**How to complete this task:**
Reproduce the passage of the OTA bookings article from "63% of Your" to "the commission checks.", word for word.

**Reading text:**

63% of Your Bookings Now Belong to the OTAs. And It's Getting Worse.

Cloudbeds just analyzed 90 million bookings and the picture for independents isn't tightening margins... it's a slow-motion surrender of your business to platforms that charge you 15-25% for guests who used to find you on their own. The question is whether you're going to do something about it or just keep writing the commission checks.

Available Analysis

I worked with a GM years ago who ran a 72-key independent in a beach market. Good operator. Clean rooms, solid reviews, loyal repeat guests. One day he sat down and actually tracked where every single reservation came from for 30 days. Not what the PMS said. What actually happened. He called me afterward and said, "Mike, I thought I was running a hotel. Turns out I'm running a storefront for Booking.com." He wasn't wrong. And that was in 2019, when OTAs had a smaller piece of the pie than they do right now.

[Point localization data]
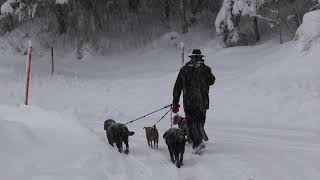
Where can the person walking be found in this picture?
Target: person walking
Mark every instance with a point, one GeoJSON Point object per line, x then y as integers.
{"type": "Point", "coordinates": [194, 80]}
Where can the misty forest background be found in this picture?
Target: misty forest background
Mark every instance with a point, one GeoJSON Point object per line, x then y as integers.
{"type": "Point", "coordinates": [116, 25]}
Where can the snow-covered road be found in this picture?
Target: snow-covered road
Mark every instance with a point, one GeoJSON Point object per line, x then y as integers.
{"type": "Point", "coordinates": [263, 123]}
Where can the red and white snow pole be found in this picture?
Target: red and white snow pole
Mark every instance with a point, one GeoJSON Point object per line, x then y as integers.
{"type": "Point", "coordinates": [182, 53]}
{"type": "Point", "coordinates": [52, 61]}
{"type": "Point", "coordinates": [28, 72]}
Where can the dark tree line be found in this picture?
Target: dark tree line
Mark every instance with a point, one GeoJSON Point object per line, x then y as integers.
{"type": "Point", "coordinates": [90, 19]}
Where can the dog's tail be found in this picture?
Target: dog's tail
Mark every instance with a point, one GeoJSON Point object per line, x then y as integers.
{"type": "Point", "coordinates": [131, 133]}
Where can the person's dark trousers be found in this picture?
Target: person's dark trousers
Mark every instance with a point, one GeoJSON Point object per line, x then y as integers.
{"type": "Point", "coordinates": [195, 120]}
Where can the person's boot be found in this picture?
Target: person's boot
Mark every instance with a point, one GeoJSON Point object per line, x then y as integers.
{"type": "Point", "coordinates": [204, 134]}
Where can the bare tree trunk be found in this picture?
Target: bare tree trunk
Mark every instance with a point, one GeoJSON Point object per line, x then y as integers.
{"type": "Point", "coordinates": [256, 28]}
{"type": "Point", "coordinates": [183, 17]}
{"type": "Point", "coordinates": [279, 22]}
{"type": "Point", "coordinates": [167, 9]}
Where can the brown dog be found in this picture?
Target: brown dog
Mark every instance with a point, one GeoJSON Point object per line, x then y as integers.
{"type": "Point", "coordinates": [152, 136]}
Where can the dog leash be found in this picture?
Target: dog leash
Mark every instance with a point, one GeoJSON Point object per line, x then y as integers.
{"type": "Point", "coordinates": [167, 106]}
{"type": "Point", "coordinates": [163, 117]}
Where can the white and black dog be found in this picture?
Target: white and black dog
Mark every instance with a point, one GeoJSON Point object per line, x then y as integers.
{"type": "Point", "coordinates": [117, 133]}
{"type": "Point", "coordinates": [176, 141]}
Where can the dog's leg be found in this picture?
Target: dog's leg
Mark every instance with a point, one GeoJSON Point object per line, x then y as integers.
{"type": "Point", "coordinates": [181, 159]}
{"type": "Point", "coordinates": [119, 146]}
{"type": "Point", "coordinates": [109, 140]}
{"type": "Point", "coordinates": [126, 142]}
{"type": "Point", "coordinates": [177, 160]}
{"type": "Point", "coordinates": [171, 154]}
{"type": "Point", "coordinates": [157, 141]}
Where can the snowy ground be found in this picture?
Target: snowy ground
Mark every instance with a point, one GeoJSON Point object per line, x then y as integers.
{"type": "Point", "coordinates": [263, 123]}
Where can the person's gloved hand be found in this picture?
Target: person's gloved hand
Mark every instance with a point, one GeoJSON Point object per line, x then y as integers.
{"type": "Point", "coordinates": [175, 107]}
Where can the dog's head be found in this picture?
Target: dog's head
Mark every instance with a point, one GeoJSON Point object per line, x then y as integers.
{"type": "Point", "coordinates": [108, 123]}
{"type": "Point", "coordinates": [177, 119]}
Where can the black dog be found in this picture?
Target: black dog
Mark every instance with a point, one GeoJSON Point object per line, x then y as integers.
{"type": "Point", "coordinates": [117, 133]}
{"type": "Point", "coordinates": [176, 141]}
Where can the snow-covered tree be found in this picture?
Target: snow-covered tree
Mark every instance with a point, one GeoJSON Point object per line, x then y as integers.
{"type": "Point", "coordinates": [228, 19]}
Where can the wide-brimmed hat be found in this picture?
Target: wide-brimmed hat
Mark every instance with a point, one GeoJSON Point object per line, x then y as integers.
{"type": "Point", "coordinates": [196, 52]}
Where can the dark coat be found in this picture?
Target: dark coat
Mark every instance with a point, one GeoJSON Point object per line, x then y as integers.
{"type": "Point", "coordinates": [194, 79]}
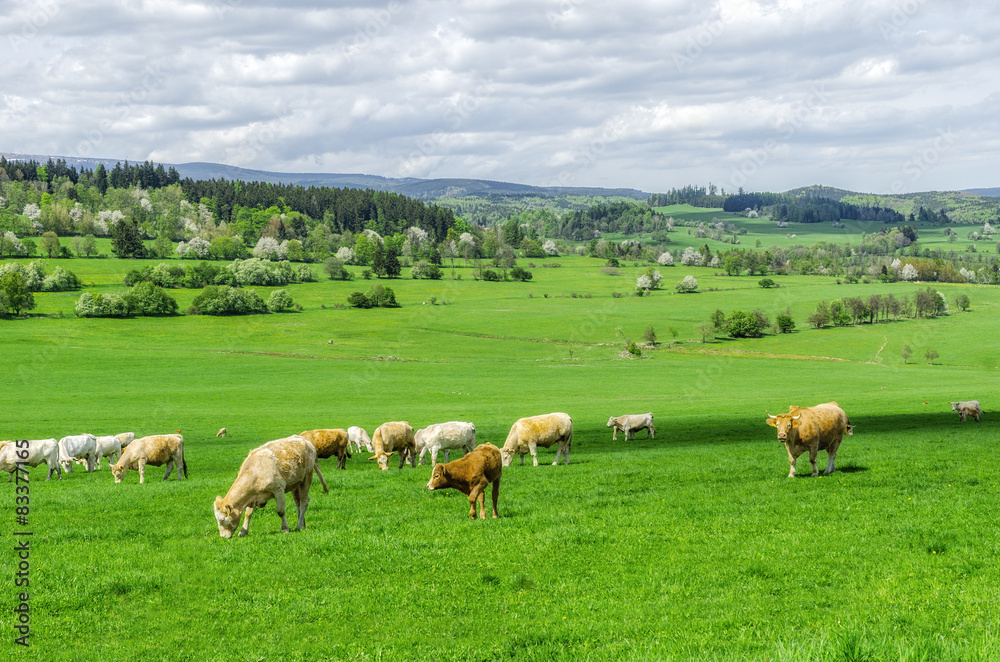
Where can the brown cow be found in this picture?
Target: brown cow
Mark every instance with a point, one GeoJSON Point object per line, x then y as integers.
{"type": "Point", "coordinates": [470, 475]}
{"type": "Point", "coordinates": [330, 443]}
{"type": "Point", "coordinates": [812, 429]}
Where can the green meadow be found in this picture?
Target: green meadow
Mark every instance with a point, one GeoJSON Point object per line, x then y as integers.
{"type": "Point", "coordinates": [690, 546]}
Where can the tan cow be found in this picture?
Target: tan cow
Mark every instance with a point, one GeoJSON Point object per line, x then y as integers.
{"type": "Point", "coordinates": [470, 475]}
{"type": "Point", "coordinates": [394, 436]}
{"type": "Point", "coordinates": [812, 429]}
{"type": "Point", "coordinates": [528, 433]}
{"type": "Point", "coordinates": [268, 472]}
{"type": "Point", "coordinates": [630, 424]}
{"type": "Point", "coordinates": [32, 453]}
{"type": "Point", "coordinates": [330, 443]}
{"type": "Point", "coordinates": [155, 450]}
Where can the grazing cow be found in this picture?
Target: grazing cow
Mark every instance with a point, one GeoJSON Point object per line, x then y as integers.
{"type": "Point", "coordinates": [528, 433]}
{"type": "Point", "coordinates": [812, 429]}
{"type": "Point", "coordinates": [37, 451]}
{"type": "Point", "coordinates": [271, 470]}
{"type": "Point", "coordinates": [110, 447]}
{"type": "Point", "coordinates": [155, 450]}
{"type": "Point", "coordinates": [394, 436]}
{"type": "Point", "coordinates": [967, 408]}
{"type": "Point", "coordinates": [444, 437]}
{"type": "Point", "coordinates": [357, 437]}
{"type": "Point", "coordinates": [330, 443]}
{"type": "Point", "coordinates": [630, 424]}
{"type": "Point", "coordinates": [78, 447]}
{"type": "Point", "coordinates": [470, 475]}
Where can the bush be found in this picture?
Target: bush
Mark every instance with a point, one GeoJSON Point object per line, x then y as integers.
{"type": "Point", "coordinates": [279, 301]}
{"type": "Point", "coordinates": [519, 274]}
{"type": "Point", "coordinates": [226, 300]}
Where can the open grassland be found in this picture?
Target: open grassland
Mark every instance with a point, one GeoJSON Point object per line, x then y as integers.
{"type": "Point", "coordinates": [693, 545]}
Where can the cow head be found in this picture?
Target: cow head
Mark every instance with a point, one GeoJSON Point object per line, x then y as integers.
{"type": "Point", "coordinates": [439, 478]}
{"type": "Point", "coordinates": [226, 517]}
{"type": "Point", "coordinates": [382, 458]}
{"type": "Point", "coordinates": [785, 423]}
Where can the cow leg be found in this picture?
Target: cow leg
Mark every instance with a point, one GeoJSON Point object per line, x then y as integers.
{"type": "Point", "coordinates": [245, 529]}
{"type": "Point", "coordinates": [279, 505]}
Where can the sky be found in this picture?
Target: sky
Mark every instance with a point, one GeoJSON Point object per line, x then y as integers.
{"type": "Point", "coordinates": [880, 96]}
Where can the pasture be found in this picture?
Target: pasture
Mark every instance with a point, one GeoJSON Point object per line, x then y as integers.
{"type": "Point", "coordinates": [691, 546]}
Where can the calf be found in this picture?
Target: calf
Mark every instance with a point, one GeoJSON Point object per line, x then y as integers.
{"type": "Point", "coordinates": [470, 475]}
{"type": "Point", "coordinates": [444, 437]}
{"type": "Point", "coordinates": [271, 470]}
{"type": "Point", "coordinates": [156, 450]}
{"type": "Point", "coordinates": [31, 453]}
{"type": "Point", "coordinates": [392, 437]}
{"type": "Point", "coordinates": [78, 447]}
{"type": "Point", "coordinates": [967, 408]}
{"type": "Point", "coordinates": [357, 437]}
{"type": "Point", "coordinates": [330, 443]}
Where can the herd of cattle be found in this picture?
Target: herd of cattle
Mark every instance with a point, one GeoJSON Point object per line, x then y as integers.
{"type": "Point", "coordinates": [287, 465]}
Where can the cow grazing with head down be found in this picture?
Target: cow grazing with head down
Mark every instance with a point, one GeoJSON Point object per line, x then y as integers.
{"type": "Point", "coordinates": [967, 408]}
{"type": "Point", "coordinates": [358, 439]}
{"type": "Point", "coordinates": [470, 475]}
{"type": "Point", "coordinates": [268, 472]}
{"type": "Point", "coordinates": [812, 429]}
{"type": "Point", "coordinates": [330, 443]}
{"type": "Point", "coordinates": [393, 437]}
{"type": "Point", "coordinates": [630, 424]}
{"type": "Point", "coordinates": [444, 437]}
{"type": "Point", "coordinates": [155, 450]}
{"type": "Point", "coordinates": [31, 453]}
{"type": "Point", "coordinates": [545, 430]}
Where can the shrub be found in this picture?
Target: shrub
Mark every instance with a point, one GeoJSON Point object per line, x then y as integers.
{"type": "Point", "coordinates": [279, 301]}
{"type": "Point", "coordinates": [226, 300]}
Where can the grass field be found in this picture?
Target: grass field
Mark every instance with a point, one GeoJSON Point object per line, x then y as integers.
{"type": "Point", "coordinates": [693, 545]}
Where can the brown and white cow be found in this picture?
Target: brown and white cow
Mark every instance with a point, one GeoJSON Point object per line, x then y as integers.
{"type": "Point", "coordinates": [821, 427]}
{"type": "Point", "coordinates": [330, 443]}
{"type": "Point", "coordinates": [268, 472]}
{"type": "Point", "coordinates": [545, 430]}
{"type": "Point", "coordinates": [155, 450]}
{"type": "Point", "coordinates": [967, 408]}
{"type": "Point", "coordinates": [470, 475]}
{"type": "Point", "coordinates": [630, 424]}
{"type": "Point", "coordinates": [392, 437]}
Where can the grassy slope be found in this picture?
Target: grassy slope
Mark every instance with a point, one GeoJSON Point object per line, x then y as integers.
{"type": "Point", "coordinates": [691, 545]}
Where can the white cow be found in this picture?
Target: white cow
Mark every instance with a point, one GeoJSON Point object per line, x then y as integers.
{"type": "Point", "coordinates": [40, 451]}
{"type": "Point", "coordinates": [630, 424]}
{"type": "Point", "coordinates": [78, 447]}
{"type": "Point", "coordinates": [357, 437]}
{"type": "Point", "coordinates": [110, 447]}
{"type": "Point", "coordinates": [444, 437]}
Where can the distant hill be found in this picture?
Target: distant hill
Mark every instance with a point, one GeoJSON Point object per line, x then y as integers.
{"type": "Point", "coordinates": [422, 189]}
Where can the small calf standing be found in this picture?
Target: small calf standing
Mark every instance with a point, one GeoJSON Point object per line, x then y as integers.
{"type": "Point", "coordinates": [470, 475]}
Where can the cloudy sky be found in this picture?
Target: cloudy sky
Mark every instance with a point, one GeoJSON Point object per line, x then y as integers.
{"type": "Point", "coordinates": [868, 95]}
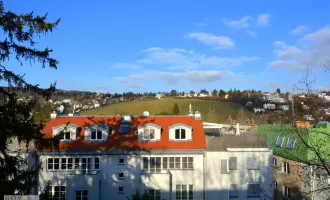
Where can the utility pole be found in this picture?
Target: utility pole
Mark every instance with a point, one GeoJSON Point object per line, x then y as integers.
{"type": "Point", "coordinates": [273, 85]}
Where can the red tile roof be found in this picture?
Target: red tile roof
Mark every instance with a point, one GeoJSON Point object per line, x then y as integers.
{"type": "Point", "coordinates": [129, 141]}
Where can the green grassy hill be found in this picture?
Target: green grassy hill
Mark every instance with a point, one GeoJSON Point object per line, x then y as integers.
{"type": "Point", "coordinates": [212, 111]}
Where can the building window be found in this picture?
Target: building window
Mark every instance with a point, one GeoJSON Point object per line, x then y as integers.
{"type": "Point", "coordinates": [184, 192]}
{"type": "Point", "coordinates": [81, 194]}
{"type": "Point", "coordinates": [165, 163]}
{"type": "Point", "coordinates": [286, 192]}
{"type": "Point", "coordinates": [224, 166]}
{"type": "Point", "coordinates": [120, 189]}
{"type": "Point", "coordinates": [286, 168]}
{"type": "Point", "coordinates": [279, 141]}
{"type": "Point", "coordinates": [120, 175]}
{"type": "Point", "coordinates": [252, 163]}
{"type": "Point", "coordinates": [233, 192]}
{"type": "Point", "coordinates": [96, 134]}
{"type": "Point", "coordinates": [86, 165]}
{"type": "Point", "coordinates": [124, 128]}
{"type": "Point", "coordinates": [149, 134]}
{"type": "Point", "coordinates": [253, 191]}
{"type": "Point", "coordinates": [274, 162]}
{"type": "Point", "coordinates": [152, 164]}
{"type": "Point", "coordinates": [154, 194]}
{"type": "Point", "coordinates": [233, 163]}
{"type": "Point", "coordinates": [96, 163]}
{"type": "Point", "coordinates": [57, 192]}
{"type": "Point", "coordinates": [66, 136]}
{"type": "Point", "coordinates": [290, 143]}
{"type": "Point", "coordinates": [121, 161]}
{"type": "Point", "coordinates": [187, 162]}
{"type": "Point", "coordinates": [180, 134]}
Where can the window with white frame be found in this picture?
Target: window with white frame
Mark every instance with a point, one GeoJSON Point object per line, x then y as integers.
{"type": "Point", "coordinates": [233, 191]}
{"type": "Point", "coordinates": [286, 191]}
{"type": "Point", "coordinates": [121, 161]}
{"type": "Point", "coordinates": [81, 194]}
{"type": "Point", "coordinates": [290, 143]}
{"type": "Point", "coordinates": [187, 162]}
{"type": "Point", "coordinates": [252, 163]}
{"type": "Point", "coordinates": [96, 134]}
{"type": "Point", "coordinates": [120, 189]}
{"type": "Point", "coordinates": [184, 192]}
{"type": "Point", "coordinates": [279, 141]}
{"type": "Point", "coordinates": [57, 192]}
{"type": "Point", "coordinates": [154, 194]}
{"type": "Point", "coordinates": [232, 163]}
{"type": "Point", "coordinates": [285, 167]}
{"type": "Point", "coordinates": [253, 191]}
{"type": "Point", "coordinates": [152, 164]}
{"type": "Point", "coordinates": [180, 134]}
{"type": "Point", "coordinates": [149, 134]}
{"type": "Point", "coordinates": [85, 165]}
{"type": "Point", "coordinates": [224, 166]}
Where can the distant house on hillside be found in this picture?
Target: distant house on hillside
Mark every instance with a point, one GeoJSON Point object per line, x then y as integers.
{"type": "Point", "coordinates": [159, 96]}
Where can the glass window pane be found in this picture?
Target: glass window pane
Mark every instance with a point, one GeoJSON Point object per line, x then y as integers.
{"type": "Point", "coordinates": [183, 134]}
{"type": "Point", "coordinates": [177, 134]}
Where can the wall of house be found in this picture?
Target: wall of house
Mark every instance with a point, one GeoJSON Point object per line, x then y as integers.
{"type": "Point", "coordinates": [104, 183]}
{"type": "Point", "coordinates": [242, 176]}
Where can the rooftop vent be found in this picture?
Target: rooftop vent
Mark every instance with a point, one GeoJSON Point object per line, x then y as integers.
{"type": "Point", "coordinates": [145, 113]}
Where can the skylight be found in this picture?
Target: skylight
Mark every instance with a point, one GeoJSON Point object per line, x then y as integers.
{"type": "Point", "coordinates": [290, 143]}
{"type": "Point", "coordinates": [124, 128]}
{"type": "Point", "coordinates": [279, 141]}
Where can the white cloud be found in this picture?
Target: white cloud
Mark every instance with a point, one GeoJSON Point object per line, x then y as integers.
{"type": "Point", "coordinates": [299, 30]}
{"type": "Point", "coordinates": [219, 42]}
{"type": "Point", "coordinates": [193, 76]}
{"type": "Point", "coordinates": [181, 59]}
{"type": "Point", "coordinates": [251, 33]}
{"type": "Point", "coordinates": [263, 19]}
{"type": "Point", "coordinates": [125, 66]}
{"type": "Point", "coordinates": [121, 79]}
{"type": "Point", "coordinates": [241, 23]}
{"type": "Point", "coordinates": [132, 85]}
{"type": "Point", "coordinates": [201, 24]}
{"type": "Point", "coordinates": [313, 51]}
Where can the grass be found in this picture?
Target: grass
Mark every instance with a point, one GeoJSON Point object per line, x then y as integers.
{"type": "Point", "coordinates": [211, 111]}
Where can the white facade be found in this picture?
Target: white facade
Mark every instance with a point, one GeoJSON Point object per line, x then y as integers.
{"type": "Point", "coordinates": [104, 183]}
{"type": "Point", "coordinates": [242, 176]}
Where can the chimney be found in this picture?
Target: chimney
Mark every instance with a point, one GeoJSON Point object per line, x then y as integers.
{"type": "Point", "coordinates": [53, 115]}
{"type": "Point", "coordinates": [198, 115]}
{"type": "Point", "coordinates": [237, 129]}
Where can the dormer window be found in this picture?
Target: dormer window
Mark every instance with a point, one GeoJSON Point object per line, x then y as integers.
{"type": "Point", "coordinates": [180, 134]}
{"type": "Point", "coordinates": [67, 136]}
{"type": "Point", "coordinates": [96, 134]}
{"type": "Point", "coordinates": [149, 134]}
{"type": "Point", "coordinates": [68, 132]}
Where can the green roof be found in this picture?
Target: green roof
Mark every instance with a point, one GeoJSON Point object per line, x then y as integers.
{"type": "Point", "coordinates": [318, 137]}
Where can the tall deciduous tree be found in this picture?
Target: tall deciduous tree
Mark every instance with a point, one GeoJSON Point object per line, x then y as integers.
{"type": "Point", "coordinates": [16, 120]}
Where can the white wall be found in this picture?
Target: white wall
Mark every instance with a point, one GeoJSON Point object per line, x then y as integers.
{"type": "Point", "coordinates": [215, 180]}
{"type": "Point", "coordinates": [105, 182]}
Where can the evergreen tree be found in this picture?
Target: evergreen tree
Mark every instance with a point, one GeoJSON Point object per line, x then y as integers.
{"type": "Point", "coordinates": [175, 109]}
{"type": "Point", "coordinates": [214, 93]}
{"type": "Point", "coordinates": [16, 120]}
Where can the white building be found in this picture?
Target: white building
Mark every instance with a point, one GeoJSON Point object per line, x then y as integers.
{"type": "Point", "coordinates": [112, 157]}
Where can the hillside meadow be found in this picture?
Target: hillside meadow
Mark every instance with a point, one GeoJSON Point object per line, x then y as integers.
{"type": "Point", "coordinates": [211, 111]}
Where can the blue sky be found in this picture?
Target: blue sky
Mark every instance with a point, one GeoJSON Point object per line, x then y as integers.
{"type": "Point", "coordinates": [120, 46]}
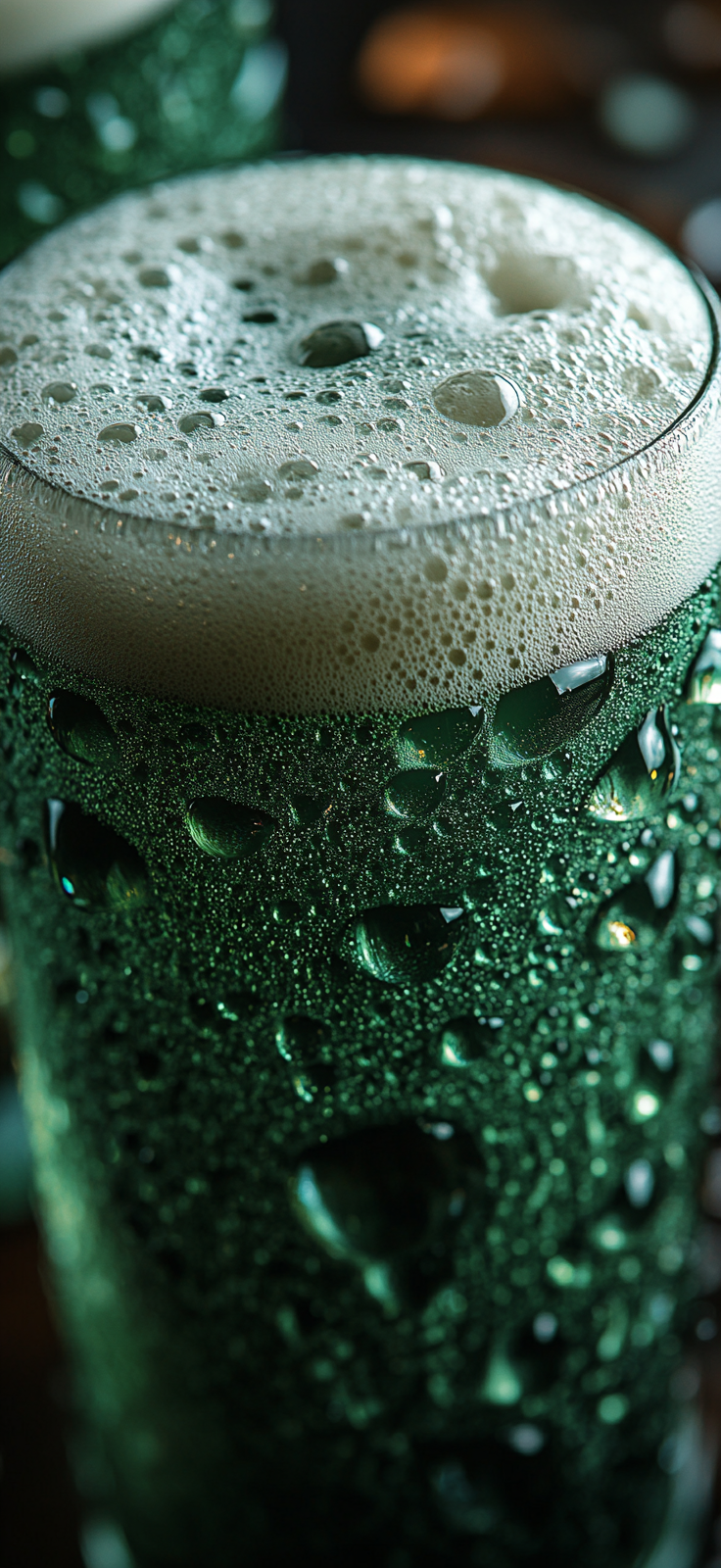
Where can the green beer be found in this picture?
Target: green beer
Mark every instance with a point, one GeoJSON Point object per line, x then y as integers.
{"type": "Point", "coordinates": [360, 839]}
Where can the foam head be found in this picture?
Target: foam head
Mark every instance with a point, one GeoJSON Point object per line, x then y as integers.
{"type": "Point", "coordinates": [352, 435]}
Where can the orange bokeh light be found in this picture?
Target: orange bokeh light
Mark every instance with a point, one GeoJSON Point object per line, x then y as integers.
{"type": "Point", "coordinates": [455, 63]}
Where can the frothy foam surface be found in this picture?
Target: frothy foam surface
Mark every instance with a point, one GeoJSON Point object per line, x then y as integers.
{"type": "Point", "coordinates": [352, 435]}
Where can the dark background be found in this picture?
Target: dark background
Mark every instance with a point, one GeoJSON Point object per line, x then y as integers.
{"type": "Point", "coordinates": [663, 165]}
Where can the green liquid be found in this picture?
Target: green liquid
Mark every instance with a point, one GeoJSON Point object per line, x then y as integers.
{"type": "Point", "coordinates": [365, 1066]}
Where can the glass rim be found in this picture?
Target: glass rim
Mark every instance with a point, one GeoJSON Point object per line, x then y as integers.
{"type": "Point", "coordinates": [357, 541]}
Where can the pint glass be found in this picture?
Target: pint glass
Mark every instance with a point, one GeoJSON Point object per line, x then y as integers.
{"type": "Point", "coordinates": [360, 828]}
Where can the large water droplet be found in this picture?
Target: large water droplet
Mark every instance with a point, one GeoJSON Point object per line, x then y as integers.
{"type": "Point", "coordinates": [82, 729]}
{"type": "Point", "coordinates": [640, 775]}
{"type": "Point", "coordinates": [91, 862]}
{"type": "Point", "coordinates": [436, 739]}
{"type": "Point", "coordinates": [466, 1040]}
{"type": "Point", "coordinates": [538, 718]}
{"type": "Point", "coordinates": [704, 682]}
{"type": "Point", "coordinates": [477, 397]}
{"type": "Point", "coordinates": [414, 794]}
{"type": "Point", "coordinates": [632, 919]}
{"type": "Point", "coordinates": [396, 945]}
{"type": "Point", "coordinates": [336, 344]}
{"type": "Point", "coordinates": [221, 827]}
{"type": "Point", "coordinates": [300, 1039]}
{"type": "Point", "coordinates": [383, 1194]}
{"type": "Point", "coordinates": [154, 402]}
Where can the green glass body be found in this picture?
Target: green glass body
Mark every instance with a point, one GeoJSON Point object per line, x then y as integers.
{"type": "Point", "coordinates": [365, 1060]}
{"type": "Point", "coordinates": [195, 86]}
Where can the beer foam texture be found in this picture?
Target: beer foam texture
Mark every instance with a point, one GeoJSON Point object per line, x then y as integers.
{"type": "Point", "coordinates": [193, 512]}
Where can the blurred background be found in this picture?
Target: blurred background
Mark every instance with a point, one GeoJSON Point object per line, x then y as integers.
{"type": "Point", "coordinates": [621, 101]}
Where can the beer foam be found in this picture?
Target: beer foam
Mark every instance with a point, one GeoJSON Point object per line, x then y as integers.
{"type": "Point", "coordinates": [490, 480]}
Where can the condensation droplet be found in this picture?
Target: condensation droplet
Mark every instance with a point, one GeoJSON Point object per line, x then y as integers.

**Task output:**
63% of Your Bookings Now Belong to the OTAs. And It's Getting Worse.

Cloudbeds just analyzed 90 million bookings and the picture for independents isn't tightening margins... it's a slow-motion surrender of your business to platforms that charge you 15-25% for guests who used to find you on their own. The question is whether you're going to do something about it or just keep writing the commission checks.